▸ **WHAT TO DO**
The entries that follow include a run beginning at the line with "Task: for every" and ending at the line with "positive clicks: (2, 91)"; restate that run word for word and leave the rest out.

Segment Start: AVAILABLE RECORDS

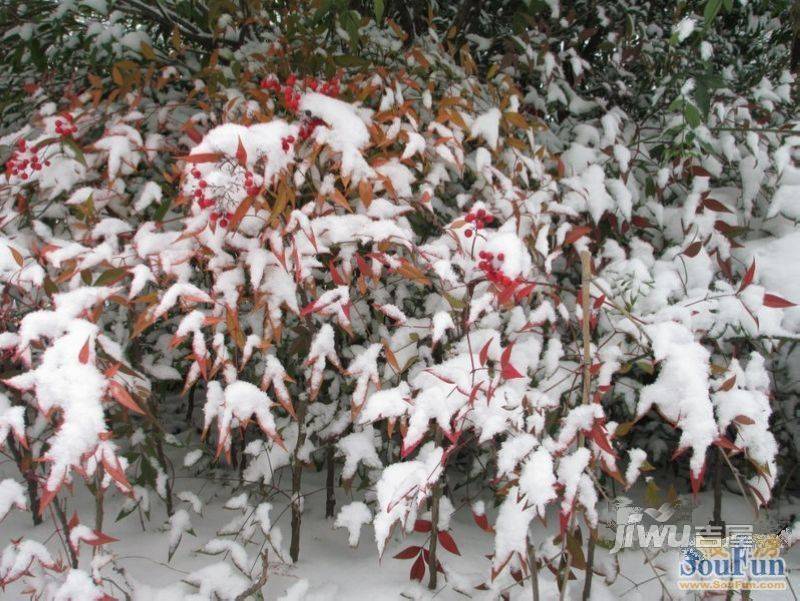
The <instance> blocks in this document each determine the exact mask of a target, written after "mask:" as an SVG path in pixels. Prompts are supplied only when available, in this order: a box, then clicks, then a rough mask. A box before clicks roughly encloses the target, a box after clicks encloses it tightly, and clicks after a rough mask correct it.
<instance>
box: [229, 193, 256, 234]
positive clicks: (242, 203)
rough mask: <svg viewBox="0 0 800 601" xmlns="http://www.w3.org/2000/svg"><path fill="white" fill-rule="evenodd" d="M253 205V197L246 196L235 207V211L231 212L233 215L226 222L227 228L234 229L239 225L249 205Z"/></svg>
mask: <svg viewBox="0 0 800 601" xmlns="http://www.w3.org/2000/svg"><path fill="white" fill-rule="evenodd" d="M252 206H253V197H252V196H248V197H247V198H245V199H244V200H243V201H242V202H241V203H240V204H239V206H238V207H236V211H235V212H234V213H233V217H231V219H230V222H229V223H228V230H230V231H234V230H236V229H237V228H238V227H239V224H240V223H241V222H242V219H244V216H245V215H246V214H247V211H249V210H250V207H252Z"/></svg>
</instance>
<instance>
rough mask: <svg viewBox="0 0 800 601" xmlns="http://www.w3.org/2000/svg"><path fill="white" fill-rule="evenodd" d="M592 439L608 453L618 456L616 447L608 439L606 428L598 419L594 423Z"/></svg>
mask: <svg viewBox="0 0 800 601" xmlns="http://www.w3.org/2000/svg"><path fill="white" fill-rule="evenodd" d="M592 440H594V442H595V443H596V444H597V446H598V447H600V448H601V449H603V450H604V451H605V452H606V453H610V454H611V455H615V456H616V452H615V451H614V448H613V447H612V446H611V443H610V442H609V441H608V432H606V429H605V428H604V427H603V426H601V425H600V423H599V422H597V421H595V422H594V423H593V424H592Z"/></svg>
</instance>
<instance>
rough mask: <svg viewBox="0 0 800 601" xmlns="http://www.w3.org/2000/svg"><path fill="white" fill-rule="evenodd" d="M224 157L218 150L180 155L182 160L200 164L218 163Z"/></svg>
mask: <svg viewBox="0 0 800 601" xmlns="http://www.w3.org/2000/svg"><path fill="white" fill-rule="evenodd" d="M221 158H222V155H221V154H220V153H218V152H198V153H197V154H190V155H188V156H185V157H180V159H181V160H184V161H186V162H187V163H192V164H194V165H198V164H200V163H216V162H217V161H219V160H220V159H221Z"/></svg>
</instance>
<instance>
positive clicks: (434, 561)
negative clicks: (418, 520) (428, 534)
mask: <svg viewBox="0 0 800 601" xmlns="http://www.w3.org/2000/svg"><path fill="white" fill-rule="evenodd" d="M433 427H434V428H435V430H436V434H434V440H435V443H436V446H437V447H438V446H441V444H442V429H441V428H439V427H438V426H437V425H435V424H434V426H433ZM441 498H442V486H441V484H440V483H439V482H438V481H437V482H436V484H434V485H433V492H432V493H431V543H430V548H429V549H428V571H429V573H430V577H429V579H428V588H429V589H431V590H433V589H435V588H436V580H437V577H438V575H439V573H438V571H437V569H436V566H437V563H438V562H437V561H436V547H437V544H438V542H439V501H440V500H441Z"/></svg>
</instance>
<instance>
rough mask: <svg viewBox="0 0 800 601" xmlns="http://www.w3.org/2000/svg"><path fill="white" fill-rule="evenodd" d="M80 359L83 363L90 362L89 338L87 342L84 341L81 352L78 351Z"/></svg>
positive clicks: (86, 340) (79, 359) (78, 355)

Segment End: AVAILABLE RECORDS
Segment Start: AVAILABLE RECORDS

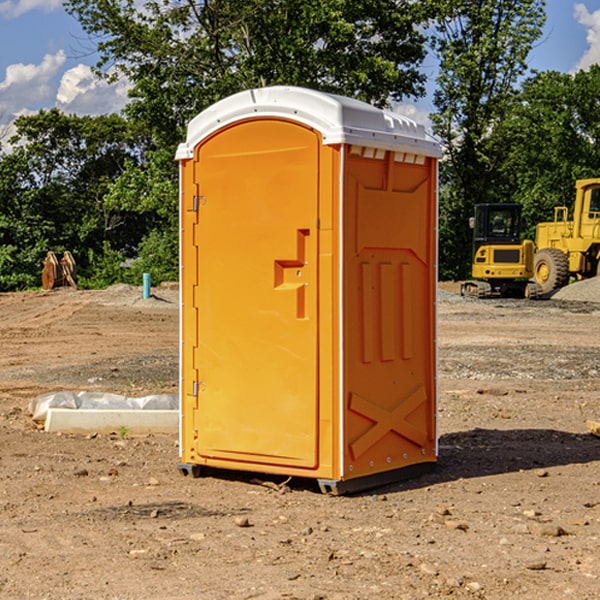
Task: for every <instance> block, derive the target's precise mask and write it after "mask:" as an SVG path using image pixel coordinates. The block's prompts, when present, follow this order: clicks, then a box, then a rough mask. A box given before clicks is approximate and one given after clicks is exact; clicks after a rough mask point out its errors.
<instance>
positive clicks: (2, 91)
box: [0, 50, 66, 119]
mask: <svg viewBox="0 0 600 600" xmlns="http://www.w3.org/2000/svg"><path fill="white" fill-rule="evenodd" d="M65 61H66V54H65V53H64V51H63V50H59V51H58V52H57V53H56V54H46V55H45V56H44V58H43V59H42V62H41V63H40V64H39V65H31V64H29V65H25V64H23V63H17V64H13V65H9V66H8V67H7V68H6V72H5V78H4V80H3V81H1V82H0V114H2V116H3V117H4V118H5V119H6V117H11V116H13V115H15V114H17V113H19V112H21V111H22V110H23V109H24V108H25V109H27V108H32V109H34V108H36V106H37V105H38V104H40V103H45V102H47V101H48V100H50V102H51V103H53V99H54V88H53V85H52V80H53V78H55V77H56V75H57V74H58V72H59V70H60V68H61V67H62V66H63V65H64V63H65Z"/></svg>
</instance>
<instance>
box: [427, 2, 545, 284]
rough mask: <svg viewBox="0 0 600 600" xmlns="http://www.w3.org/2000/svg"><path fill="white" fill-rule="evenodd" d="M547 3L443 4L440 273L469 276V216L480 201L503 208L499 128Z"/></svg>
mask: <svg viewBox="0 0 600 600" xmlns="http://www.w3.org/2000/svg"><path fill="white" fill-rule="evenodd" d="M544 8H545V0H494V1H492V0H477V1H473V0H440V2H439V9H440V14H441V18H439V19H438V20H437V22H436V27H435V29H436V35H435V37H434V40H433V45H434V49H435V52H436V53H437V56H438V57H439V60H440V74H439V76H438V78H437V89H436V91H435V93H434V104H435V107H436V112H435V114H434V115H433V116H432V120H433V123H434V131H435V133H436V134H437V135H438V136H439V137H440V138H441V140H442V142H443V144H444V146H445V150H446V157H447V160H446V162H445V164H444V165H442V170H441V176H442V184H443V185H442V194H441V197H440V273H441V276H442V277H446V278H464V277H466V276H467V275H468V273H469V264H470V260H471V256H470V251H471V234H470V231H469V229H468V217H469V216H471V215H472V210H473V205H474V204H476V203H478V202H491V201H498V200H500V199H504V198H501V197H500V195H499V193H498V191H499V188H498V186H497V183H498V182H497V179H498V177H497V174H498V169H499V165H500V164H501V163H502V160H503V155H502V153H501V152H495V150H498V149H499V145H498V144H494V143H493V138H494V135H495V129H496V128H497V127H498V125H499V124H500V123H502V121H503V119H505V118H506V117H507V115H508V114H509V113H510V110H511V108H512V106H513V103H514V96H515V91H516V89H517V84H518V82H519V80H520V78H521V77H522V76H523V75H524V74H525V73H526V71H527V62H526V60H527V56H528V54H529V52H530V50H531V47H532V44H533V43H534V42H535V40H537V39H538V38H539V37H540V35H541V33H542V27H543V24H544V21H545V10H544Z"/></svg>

Segment End: AVAILABLE RECORDS

▸ **PROBLEM SOLUTION**
Task: for every <instance> block, derive the target's precise mask and write it after "mask:" as an SVG path using image pixel coordinates. The block's prompts, when present, follow this order: clicks, then a box, then a rough mask. A box given before clicks is approximate and one given after clicks is exact; clicks after a rough mask point out its errors.
<instance>
positive clicks: (2, 91)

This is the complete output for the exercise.